[DIRECTIONS]:
Copy the listing below word for word, line by line, with nothing changed. Leave the pictures out of your copy.

[Excerpts of pointing data]:
==================================================
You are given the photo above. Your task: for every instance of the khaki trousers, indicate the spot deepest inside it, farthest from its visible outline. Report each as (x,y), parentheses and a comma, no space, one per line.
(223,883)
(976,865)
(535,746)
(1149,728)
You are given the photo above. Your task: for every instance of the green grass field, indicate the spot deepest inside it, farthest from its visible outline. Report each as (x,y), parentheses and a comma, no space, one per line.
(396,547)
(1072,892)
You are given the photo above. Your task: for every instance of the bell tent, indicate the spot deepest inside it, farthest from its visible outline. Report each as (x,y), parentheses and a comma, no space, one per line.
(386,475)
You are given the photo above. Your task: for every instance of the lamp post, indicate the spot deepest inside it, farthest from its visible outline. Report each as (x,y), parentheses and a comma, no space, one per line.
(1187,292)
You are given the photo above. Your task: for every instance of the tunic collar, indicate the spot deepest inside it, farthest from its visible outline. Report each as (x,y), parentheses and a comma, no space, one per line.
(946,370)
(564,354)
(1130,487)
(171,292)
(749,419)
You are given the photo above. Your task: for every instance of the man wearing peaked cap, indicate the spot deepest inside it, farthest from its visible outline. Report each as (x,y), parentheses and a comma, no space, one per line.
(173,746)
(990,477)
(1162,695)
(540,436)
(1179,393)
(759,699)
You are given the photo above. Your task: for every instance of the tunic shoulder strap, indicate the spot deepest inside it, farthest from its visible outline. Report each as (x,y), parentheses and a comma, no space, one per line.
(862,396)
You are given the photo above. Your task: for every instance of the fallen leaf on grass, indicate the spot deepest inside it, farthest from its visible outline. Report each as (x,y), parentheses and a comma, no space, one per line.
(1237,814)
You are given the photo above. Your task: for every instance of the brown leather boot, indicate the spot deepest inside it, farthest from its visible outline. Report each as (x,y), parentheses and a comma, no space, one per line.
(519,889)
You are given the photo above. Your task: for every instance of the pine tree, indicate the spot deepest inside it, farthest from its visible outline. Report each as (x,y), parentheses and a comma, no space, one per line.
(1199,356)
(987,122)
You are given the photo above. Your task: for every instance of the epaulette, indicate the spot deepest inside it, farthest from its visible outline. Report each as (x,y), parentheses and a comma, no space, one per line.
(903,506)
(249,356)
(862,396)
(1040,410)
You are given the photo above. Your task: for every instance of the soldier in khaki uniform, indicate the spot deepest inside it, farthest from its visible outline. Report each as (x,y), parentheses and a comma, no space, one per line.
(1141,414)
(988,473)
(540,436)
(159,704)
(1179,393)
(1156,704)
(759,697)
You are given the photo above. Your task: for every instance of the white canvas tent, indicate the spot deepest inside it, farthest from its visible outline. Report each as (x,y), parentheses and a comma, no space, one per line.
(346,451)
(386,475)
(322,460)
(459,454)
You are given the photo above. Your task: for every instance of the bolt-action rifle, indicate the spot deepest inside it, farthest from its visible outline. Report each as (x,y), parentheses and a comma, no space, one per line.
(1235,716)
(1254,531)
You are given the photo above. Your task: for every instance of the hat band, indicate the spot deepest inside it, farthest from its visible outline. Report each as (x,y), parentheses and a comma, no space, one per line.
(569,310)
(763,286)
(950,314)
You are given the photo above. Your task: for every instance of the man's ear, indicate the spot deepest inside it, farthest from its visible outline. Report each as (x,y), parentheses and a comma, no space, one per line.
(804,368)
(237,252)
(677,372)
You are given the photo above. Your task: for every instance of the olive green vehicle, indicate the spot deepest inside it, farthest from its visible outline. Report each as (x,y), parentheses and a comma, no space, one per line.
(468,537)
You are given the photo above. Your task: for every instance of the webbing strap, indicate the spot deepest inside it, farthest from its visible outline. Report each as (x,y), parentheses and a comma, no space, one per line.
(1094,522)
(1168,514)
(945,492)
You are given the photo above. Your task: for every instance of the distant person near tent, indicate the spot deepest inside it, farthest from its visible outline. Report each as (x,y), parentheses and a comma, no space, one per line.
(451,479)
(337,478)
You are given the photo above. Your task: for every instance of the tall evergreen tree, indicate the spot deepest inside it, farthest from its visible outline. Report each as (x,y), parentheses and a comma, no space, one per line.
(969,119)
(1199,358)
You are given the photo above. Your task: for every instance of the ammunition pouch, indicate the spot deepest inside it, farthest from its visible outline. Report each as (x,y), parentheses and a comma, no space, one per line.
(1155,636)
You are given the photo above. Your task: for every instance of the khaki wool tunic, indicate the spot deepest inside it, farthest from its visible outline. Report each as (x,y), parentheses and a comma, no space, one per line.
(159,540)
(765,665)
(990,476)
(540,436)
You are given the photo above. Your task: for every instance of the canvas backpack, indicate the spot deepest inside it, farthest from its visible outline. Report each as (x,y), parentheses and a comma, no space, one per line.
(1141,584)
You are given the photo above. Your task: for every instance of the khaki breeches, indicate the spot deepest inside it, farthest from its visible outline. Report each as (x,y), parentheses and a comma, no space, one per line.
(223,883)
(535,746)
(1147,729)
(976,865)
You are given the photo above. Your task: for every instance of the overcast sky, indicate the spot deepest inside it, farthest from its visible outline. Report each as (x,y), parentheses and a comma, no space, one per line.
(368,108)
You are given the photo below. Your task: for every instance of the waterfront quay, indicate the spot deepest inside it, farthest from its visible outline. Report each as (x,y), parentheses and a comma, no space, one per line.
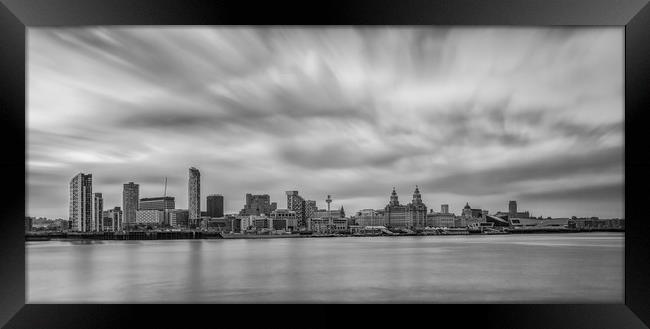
==================================================
[THE RESPONSE]:
You are given the photo above. Your task: for every instance of the khaki trousers, indicate the spot deepest inside it, farthest from its visible outline. Report each as (x,y), parentheses and a comma, no space, one per line.
(223,883)
(976,865)
(535,746)
(1149,728)
You are given the photo above. Your task: for every instance of the green grass field, indicate the spot deepest inside it, farthest from its visible outline. Report each as (x,y), parentheses and a comma, no space, one per line.
(396,547)
(1072,892)
You are given the photo above. Your task: for every instance of the bell tent, indicate the spot deepest inside it, farthest from its visible outline. Report each as (x,y), parentheses and a comma, no space, one per line.
(386,475)
You are given the photo above. Your task: for every instance of the lamp post, indicate the spot deepest inside it, farthest from its visible outline. Report each as (x,y), parentheses and a comma, no space, one per line.
(1187,292)
You are given the photo above. Your task: for every instance of the tunic collar, indicate the spot deepest inside it, farthest from its visible outline. Report each as (x,y), parentheses and a comma, no space, one per line.
(946,370)
(564,354)
(1130,487)
(171,292)
(749,419)
You are given the photo above. Your task: for every instance of the man wearing peaked cap, indicate the spot deepest inside it, farthest from its visible outline. Report each as (x,y), parentheses and a comma, no space, one per line.
(173,746)
(990,477)
(1162,695)
(540,436)
(1179,393)
(759,699)
You are given the photo above. Your task: for every instance of the tunic shoulder strap, indicate the spot deepest inside it, farthest from its visible outline. Report each as (x,y), parentheses and a comma, no space, one per line.
(862,396)
You are given the photo above. Your task: for every instance of the fallen leaf on grass, indicate the spot deepest inside it, farthest from its visible outline. Report each as (x,y), parentheses and a comma, no space, one per line.
(1237,814)
You are given the photo above. Your task: for every instance of the brown leather boot, indicate the spot deepest inside it, farthest from its visible outline. Report each as (x,y), parentheses and a comma, no space, one per line.
(519,889)
You are given the photo above. Your task: for every instance of the pine tree, indicate the spot deepest inside it, farthest from its visible outline. Report each as (x,y), parentheses and a comma, no space, one per line.
(1199,356)
(987,122)
You are given the photo above. Your task: for every instance of the epaulette, indicate the spot deepest inside it, farthest from its visible outline. Report each as (x,y), parentheses and a comma, no space, one per line.
(903,506)
(249,356)
(862,396)
(1040,410)
You are given the photo above. Your task: for every instance of the soldier in khaki uniform, indicate the spot deepest inside it, farthest from its visible outline. Report each as (x,y), parentheses and a comma, no space, one per line.
(1141,414)
(988,473)
(540,436)
(159,704)
(1179,393)
(1156,704)
(759,697)
You are given the photo above. Your task: for every instance of the white canvas tent, indicate the spot deepest inside it, farthest from its visible outline. Report each as (x,y), parentheses and a comma, no space, one per line.
(346,451)
(386,475)
(322,460)
(459,454)
You are given the photo above. Your task: for every instance of the bolt-action rifle, indicate the spot deepest inside it, farthest from its visible outline. Report each as (x,y), parentheses and a comma, no space, one per line.
(1235,716)
(1254,531)
You are given the photo above. Your task: for every instance of the hat band, indicate the spot deepest inside it, farthest from its visible outline. Report each as (x,y), parentheses and a comma, no space, one per line.
(569,310)
(763,286)
(950,314)
You are given the photo above. Your task: for every instance of the man's ear, indicate the spot deepest inside it, farthest from its visible outline. Report each as (x,y), parentheses and a comma, no space, one per line.
(804,368)
(237,252)
(677,372)
You are given the photo above. Your task: for every instance of the olive green vehicle, indicate the spot deepest inside it, farthest from its visible outline. Report each as (x,y), parentheses and a comma, no space, one per line.
(468,537)
You are given the photo above. Your task: for every instance of the webbing strap, indicate the spot deepest inside it, farthest from its visible outline. Report each as (x,y), parentheses and a comma, no space, one per line.
(1094,522)
(1168,514)
(945,492)
You are given the photo above. Your task: for every instance of the distant person near tent, indicate the spot deepest inside it, farthest from its visible outline. Report each as (x,y), parentheses and a comma, no space, one per line.
(451,479)
(337,478)
You are given the photo above. Your task: for every instance of the tall evergreen tree, indicate the spot deepest inside it, farthest from its visible outline. Report each as (x,y), parentheses and a comma, no space, one per line.
(969,119)
(1199,358)
You are given the photo above. Your task: for every instance of the ammunition pouch, indicate the spot deepest inside it, farthest from its visible outline. Report each as (x,y), parentheses and a comma, no space, one per line.
(1155,636)
You are given the photo above. Your task: for every instance of the khaki wool tunic, indicate the spot deepest inside it, farthest from its visible outline. Report each as (x,y), parentheses and a comma, no space, one per line.
(159,540)
(765,665)
(990,476)
(540,436)
You are given the photo above. Your task: for every instance of the canvas backpack, indicate the spot deepest inside it, farthest from its visible outline. Report each as (x,y), parentheses and a comma, no space, one per line.
(1141,584)
You are given the photo above. Your task: for every instance of the khaki breeches, indicate the spot deepest inside it, farthest from its visible outline. Report each as (x,y), parentheses and a comma, no space, one per line.
(223,883)
(535,746)
(1147,729)
(976,865)
You are given the photo above. Your task: for every instance of the overcast sky, indicate the spot deepest inside it, farthest from its visible outline. Report each as (x,y), parentheses and a comma, no space, one per line.
(368,108)
You are given the photo below. Your task: for every instance of the waterfront quay, indicate the spot deepest inside it, farthest from its visible outline. Report each as (x,y), parentheses and a comma, no space, one per line.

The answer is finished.